▶ _Exercise prompt_
Render every line of the entries below as a Markdown table with the columns "Row" and "Content," numbering the rows and skipping blank lines. Omit the pictures.

▶ _Data_
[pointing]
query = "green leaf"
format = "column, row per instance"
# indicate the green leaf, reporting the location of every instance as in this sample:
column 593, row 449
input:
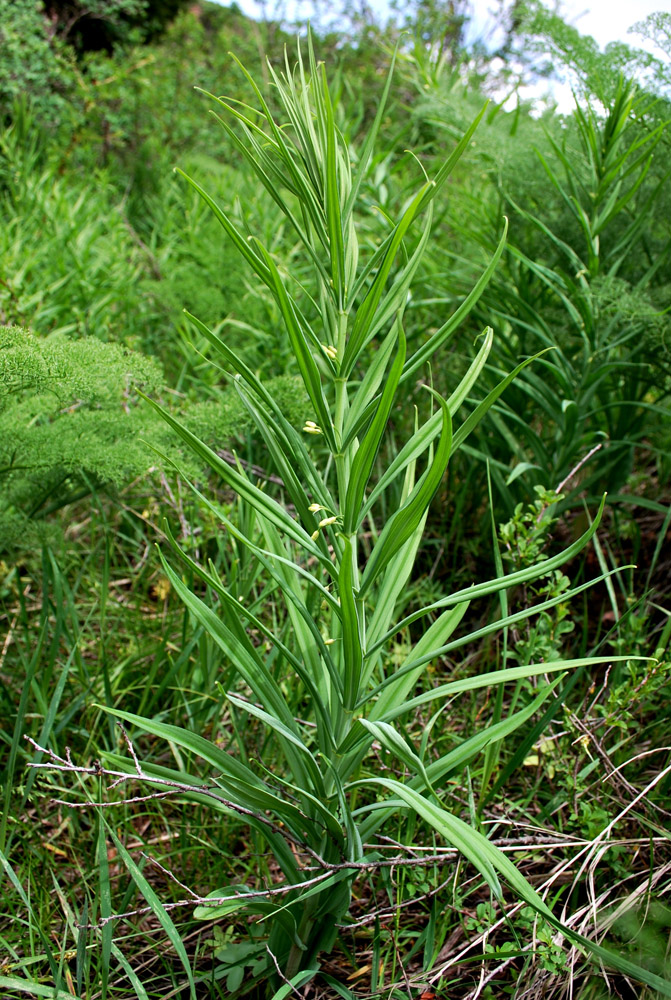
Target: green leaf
column 157, row 909
column 364, row 458
column 403, row 522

▶ _Solution to this exercise_
| Row | Content |
|---|---|
| 1 | [pointing] |
| 2 | query = "green leaf" |
| 3 | format = "column, row per instance" |
| 4 | # indicate the green leaf, reporting the location of every instance as in this sample: |
| 5 | column 593, row 449 |
| 6 | input: |
| 7 | Target: green leaf |
| 8 | column 157, row 909 |
| 9 | column 364, row 458 |
| 10 | column 403, row 522 |